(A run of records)
* * *

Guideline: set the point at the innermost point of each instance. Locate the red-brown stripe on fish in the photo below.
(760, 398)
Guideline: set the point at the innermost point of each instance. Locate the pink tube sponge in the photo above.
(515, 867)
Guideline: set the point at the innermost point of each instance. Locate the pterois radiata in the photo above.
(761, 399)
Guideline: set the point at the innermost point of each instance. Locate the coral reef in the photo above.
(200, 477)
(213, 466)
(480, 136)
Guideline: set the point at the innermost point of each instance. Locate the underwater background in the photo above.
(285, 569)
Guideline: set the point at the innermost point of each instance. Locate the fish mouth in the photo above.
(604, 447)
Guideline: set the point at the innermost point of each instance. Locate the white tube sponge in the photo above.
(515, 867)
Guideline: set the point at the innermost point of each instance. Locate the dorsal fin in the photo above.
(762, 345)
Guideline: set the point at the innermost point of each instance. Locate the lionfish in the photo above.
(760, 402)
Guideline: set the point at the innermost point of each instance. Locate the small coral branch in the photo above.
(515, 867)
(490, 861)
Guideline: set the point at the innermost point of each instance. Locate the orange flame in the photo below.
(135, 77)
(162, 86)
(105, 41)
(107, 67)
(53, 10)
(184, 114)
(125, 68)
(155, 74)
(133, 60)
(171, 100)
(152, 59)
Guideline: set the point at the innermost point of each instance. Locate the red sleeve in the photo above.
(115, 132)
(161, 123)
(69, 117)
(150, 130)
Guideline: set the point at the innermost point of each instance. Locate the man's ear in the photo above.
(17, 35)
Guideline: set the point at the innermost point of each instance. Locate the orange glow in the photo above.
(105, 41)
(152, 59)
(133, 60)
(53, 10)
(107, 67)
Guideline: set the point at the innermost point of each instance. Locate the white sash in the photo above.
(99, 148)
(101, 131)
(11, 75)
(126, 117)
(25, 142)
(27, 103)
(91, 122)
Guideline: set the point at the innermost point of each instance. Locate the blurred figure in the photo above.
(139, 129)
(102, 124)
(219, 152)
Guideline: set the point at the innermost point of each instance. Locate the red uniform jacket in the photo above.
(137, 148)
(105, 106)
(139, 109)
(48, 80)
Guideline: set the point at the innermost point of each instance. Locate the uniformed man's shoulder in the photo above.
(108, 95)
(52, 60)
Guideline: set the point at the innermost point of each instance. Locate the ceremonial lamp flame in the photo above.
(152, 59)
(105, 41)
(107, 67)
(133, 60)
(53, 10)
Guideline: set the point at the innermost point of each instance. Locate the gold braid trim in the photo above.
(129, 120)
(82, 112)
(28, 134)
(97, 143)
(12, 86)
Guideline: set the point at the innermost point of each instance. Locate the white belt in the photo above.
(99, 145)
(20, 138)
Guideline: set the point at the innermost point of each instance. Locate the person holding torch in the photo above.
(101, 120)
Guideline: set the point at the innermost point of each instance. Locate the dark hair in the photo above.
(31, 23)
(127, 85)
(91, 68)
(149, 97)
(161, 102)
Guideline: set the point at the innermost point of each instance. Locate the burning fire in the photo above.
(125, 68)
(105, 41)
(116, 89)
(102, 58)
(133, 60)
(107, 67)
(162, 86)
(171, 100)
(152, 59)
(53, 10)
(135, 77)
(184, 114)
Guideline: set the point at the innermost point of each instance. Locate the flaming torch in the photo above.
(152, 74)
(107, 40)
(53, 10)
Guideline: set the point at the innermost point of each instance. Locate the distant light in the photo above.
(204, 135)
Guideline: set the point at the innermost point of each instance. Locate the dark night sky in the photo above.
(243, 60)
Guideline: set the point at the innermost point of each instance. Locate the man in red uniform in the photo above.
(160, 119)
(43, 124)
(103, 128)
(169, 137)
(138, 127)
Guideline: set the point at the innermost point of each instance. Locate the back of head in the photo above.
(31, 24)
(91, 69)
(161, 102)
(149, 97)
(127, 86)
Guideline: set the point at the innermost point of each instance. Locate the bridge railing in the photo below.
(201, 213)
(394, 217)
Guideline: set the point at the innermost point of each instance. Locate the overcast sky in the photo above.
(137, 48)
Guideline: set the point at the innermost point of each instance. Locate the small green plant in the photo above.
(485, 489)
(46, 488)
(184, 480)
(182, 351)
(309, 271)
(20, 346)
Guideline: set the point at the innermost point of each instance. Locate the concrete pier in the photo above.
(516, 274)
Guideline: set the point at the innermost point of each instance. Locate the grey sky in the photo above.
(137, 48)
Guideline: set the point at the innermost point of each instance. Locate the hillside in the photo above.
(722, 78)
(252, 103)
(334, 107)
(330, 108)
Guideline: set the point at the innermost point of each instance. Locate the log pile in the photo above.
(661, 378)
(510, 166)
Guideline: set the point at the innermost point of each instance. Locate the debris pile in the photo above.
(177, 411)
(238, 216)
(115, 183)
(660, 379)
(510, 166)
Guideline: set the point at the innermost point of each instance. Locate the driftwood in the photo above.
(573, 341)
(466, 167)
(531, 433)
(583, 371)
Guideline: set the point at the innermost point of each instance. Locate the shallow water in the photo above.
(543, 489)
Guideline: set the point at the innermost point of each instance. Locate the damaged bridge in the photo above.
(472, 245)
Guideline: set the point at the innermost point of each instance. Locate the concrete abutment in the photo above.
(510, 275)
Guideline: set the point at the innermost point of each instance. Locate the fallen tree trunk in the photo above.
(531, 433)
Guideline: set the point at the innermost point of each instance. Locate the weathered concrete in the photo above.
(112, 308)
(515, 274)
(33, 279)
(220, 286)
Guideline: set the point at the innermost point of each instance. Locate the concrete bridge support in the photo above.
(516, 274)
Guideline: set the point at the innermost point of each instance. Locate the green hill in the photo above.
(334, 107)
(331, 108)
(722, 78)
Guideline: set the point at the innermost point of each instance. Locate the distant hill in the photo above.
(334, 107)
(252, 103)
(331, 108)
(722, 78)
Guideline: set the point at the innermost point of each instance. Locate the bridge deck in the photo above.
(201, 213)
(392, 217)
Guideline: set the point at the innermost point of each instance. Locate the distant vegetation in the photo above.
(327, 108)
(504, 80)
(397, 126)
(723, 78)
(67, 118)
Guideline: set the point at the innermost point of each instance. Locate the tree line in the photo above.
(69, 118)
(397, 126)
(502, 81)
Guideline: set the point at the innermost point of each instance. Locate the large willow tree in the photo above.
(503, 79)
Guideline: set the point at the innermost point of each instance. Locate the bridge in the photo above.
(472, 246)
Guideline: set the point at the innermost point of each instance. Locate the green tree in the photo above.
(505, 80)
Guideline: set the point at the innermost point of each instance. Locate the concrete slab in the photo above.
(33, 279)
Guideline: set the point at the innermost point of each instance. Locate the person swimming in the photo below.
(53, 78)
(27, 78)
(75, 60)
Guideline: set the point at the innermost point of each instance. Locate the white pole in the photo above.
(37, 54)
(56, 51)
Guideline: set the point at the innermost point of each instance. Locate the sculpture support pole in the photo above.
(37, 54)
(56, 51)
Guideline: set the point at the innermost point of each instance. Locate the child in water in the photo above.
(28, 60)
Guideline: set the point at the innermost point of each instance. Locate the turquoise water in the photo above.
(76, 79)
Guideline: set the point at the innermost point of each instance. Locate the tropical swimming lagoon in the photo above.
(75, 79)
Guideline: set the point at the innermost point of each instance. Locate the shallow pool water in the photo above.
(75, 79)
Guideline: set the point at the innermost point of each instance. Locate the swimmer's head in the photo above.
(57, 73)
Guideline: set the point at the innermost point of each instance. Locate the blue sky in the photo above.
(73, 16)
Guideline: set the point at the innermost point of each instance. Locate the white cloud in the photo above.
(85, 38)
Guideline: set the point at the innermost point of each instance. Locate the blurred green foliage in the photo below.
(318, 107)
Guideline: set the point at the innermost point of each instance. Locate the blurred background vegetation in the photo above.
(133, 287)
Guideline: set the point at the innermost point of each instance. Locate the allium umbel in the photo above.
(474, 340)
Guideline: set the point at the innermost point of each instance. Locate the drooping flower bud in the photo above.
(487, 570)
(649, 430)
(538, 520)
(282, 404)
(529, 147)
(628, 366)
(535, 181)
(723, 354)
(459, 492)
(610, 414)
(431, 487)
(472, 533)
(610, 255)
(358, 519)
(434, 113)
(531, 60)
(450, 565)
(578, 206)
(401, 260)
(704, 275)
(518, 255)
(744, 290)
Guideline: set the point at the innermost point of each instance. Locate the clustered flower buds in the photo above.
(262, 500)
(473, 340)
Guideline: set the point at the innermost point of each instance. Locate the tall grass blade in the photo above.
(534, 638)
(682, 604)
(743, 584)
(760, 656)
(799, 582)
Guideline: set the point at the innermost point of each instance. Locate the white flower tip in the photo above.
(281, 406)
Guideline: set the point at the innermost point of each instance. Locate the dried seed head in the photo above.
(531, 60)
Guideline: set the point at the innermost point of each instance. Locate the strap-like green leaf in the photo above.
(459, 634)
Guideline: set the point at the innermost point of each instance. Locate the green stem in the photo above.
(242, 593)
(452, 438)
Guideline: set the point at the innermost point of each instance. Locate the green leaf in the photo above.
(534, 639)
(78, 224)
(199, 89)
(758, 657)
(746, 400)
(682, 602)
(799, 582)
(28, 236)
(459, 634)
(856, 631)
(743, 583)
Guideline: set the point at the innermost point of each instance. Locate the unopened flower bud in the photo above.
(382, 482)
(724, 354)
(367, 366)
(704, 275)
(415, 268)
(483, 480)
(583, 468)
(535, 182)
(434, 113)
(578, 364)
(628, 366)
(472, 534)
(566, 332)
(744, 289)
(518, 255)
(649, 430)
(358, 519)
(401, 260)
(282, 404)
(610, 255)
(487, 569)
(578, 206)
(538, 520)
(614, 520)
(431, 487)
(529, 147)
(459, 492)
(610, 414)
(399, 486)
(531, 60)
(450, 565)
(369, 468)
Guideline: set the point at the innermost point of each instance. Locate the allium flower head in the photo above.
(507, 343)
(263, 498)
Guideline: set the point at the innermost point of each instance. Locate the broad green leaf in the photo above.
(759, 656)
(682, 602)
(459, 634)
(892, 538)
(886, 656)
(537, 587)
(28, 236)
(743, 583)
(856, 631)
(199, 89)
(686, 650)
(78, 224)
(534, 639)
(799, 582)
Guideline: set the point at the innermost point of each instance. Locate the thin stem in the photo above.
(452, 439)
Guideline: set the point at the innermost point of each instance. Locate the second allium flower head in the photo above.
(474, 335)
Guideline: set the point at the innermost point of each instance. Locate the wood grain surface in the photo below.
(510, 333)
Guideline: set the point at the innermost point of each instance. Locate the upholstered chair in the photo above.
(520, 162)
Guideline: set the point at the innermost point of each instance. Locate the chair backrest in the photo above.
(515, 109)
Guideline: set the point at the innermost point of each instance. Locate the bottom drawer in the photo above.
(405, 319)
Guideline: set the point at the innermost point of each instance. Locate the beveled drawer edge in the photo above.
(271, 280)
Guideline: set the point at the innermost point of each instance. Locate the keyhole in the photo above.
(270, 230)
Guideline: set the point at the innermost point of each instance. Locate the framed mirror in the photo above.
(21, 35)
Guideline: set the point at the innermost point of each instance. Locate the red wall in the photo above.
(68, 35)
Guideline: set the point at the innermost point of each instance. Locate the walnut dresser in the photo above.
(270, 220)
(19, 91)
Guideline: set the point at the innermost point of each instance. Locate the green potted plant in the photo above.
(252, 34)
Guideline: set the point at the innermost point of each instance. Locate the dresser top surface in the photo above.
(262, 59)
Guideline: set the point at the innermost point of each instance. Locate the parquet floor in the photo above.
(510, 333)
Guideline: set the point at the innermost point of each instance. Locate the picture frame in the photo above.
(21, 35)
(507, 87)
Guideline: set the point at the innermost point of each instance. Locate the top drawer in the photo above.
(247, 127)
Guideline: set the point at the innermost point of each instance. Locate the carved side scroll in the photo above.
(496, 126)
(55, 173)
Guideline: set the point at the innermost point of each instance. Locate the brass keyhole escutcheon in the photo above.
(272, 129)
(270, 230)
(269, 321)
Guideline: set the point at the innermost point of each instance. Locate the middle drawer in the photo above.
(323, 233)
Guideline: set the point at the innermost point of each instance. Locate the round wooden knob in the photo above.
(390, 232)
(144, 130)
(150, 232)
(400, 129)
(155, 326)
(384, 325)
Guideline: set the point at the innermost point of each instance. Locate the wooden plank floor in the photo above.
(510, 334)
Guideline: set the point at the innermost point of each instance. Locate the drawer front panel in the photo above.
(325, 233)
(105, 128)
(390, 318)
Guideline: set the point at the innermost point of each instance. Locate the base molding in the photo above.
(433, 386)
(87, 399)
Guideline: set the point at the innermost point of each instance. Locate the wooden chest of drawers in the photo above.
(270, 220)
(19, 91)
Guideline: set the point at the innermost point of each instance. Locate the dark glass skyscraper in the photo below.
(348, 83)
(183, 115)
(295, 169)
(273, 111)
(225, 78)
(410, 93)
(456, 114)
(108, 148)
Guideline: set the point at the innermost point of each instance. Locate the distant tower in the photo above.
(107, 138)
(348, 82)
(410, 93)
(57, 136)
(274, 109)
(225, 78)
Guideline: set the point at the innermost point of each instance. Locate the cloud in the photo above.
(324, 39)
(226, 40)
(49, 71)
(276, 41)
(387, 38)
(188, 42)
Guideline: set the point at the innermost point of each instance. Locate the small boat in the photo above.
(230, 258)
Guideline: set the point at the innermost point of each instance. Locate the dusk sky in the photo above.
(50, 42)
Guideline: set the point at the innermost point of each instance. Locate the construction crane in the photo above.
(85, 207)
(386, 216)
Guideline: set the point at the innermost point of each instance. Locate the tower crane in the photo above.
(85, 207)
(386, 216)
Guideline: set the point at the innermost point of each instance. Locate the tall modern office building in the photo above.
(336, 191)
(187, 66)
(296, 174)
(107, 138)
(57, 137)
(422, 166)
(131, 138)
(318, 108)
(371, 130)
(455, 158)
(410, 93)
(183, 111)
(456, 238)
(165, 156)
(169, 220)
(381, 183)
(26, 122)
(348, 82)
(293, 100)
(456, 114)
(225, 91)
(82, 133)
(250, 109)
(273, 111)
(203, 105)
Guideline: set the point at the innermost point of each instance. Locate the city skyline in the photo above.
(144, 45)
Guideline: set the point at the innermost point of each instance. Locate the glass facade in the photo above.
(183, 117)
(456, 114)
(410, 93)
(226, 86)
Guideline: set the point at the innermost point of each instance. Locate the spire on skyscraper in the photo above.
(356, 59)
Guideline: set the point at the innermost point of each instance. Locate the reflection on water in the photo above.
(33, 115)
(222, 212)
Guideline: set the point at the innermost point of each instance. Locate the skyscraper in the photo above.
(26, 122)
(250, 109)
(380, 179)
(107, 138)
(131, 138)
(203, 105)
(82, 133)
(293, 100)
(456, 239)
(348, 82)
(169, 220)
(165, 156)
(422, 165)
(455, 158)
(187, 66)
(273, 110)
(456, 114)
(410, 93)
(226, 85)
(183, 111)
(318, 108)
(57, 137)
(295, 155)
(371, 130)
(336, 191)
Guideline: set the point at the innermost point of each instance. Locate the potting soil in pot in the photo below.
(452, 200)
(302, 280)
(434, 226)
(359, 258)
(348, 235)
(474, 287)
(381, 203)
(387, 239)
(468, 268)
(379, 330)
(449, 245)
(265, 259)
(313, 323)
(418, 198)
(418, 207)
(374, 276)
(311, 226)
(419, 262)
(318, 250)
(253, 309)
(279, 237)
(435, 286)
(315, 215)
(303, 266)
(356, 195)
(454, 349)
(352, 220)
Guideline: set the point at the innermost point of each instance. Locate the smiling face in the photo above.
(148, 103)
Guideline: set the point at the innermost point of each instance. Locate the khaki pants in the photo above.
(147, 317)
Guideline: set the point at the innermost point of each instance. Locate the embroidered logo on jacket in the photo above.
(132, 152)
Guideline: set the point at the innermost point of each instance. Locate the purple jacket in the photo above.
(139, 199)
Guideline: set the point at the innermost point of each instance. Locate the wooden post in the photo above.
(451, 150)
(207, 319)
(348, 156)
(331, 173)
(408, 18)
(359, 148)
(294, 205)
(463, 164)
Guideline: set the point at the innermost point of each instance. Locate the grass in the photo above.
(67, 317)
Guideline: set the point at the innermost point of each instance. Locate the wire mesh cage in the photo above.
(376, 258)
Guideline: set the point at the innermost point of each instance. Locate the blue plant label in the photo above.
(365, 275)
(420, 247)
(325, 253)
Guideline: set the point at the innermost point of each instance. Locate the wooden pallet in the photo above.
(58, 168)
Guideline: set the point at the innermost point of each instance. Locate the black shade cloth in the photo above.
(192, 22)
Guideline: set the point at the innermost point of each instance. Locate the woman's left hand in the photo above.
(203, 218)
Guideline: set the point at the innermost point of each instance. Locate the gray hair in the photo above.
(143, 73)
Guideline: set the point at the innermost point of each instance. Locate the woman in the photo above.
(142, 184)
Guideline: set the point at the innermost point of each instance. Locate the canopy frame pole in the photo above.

* * *

• [EXERCISE PROMPT] Include both ends. Return the line holding "smiling face in the photo above." and all lines after it in the records above, exactly as written.

• [RESULT]
Guideline: set the point at the innermost point of each instance. Locate the smiling face in the photo above.
(148, 103)
Guideline: set the point at the innermost point of each instance. Locate the khaki pants in the photo above.
(147, 317)
Guideline: set the point at the innermost point of each instance. Locate the embroidered logo on jacket in the photo above.
(132, 152)
Guideline: set the point at the innermost point of each instance. Locate the purple jacket in the photo above.
(139, 199)
Guideline: set the point at the innermost point of each instance. Locate the wooden post in the photo above.
(451, 150)
(207, 319)
(348, 156)
(331, 173)
(408, 18)
(359, 148)
(294, 205)
(463, 164)
Guideline: set the point at the innermost point of each instance. Locate the grass in the photo above.
(67, 317)
Guideline: set the point at the innermost point of each instance. Locate the wire mesh cage in the photo above.
(376, 258)
Guideline: set the point at the innermost point of each instance. Locate the blue plant label in the photo above.
(365, 275)
(420, 247)
(325, 253)
Guideline: set the point at the innermost point of each instance. Locate the wooden pallet in the photo above.
(58, 168)
Guideline: set the point at the innermost point of each instance. Locate the black shade cloth in the photo above.
(192, 22)
Guideline: set the point at the innermost point of each instance. Locate the woman's left hand in the photo above.
(203, 218)
Guideline: set the point at the innermost point of each instance. Locate the gray hair in the photo above.
(143, 73)
Guideline: set the point at the innermost point of each instance. Locate the woman in the photo above.
(142, 184)
Guideline: set the point at the innermost point of each instance. Locate the canopy frame pole in the photo above.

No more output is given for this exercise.